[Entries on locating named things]
# # # #

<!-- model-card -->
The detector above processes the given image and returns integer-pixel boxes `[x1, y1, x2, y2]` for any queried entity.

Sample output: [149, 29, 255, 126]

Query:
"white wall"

# # # #

• **Written request**:
Copy each of the rows above verbatim, leaving every line unchanged.

• **Answer to the exercise**:
<!-- model-card -->
The detector above processes the given image and returns integer-pixel boxes `[x1, y1, x2, y2]` for any queried entity.

Sample output: [149, 29, 255, 126]

Query:
"white wall"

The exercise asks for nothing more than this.